Start of Given information

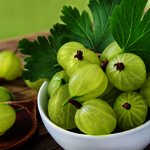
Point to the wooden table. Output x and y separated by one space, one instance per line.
42 140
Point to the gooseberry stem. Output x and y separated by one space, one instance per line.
126 105
15 51
20 109
77 104
104 64
119 66
1 81
79 55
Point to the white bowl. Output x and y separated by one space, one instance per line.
135 139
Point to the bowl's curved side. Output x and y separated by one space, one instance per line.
137 138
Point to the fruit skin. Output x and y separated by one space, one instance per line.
66 50
7 117
57 80
5 95
87 82
10 65
111 94
110 51
145 90
61 116
131 77
95 117
74 63
133 117
35 85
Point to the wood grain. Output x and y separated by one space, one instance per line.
22 92
43 140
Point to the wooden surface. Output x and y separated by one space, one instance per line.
22 92
42 140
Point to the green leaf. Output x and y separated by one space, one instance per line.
131 32
81 27
41 64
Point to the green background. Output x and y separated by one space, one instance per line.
22 17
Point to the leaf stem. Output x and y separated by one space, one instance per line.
20 109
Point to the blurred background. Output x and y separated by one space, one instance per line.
22 17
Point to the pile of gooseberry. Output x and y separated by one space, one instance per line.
96 95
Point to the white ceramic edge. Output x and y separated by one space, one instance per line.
68 133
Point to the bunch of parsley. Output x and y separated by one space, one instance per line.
113 20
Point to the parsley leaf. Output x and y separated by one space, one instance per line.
42 54
81 27
130 30
41 64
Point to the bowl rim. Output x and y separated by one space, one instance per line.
45 118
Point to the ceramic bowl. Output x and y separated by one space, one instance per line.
134 139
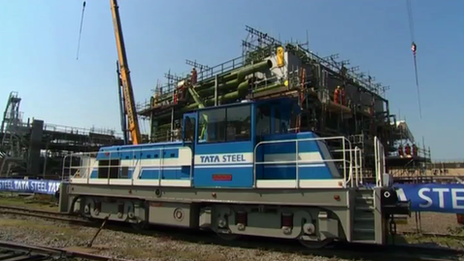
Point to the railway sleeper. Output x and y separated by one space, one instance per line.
306 224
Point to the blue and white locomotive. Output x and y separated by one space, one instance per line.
237 171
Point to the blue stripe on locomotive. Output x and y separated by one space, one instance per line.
146 152
143 151
317 170
240 171
167 172
94 174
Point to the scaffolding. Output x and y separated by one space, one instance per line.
31 148
361 113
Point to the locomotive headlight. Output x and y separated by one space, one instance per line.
222 223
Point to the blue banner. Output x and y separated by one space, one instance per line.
30 186
445 198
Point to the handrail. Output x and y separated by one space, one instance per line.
136 162
297 161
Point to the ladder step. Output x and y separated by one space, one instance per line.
363 241
363 219
364 230
364 208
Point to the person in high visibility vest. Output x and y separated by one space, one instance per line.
337 95
414 150
343 94
407 150
194 76
175 97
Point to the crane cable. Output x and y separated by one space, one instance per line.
414 49
80 31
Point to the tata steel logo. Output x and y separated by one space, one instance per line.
222 177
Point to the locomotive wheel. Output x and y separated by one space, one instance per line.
228 237
316 244
140 226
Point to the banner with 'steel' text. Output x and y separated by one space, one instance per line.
30 186
444 198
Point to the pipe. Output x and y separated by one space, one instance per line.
241 92
232 80
240 73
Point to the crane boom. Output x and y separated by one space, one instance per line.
128 92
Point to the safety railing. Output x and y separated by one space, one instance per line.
346 160
379 153
78 167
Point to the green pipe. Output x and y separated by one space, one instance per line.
241 92
240 74
230 85
232 80
270 87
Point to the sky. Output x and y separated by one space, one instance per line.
38 45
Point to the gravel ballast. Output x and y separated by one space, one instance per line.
132 246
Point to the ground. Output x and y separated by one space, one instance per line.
162 246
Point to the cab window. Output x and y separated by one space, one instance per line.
225 124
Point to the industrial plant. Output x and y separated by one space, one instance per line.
333 98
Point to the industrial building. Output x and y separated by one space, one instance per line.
334 99
33 148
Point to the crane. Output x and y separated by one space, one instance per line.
128 92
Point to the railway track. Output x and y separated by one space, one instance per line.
341 250
10 251
435 235
53 215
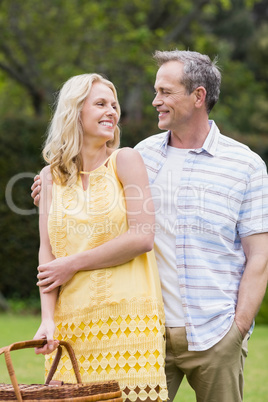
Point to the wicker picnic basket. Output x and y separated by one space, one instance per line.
55 391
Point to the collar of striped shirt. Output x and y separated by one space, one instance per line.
222 197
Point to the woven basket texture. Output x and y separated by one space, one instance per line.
55 391
91 392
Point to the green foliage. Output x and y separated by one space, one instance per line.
19 162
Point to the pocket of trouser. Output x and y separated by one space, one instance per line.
238 330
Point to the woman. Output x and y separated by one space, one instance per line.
96 221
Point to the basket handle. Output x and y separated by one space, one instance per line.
38 343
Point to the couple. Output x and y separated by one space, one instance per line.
210 196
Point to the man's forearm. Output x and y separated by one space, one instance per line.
251 292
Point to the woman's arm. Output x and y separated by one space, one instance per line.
48 300
137 240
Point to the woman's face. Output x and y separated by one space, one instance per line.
99 115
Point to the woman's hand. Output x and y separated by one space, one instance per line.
46 331
55 273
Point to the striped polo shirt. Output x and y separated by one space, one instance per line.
222 197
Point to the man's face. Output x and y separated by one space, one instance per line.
175 107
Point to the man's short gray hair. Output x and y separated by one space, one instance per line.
199 70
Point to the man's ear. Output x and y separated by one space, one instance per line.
200 96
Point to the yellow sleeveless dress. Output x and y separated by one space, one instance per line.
112 317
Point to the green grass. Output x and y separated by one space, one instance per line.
29 368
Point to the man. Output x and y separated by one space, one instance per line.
211 201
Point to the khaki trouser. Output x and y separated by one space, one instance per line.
216 374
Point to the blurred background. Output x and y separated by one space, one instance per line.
43 43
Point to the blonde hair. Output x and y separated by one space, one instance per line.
62 150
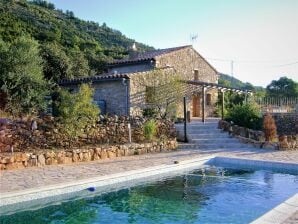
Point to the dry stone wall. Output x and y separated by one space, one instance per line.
286 123
18 136
257 138
39 158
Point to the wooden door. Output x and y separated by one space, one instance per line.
196 106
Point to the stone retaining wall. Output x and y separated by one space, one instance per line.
18 136
257 138
286 123
19 160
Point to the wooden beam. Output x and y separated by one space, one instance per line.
203 103
222 104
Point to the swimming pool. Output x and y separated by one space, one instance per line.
212 194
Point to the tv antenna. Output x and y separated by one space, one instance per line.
193 38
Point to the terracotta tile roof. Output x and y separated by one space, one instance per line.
101 77
149 55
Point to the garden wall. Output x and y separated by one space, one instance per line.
50 157
257 138
22 136
286 123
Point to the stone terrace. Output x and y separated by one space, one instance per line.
24 179
16 180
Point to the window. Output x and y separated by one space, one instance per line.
208 99
149 94
196 74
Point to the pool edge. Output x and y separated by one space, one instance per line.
280 213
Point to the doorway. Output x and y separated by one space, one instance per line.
196 106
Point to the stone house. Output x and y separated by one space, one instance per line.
123 88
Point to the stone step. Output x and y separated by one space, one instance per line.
232 146
217 141
208 136
203 131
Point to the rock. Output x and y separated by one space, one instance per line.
51 161
41 160
111 154
32 162
103 154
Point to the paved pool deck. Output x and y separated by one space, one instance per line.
16 181
24 179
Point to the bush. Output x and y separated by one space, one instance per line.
150 112
246 115
269 127
150 129
21 80
76 112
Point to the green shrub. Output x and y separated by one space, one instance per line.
75 112
246 115
150 112
150 129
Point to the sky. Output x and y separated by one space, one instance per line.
259 36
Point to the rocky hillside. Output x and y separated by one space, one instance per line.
66 34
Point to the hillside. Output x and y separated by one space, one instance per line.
64 35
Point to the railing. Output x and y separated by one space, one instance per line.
277 104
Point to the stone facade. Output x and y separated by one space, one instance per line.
123 87
145 66
183 62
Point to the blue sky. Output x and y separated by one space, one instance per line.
260 36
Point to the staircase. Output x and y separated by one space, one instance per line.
206 136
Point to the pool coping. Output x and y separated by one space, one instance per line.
277 215
11 198
280 213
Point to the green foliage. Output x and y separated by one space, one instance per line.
60 34
229 81
76 111
163 92
21 78
57 64
150 112
79 64
231 99
284 87
150 130
246 115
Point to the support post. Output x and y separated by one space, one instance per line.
203 103
185 118
222 104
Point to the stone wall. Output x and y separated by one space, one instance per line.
52 157
286 123
113 92
18 137
257 138
184 62
131 68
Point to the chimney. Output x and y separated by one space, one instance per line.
133 51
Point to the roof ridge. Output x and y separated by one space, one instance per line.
147 55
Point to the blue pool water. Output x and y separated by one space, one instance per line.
209 195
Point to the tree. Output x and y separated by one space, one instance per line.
21 78
79 67
284 87
56 63
163 92
246 115
76 111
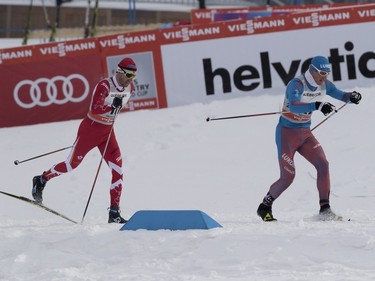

End of Given information

* Exercise brief *
Leave out the pictures and repeat exactly the lines from the one containing "Point to the staircase." through the last line of the entries.

* Reply *
Point to the staircase. Output x and y separated by one space, one instance per line.
206 136
Point to the pool coping. Output x and y separated by one space, one instance per line.
277 215
11 198
280 213
Point to the green foliage. Output x and y separated by one space, one instance per line.
60 34
229 81
76 111
163 92
21 78
57 64
150 112
79 64
231 99
284 87
150 130
246 115
Point to the support post. Output x and y separated by one space, one instance per line.
203 103
185 118
222 104
Point to the stone wall. Output x and y separated by one space, one instance per line.
52 157
286 123
113 92
18 137
257 138
184 62
131 68
Point to the chimney. Output x and y separated by one space, one instance per line.
133 51
Point to the roof ridge. Output x and y separated by one space, one instance per line.
147 55
Point to the blue pool water. Output x and y separated by one space, one instance per line.
209 195
Point to the tree. Output x and y separated by one space, one instance per line.
21 78
79 67
284 87
56 63
163 92
246 115
76 111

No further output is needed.